* _TASK DIRECTIONS_
Gather each line in the records below that contains the string "woman", treating uppercase and lowercase letters as different.

##############################

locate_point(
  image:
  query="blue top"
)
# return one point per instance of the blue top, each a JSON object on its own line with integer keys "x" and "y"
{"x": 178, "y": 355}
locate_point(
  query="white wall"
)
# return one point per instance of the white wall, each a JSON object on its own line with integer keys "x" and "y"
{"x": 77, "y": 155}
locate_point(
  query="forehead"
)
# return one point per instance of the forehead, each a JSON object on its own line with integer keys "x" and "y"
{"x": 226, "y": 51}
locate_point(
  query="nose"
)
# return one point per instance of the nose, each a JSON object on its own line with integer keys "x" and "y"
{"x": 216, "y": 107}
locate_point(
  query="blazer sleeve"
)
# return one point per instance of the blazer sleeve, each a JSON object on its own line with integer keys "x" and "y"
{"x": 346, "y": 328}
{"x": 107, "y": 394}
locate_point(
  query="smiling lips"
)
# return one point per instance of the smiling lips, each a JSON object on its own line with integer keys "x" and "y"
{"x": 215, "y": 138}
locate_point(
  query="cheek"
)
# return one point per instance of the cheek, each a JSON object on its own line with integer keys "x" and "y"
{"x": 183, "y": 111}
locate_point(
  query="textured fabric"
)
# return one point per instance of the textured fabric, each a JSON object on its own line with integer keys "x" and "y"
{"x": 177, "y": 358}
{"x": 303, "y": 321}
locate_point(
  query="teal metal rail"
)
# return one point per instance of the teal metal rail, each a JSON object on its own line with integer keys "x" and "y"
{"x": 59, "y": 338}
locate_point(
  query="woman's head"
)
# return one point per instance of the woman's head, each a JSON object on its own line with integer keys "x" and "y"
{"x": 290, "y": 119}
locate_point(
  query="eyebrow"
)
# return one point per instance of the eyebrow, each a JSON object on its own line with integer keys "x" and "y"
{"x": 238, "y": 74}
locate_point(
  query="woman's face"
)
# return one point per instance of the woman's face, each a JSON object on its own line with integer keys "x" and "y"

##############################

* _RESULT OF THE TASK_
  query="woman's head"
# return one point per instance of the woman's head, each a JSON object on its own line with integer keys "x" and "y"
  query="woman's face"
# return one point per instance of the woman's face, each a JSON object on its own line with integer keys "x" and "y"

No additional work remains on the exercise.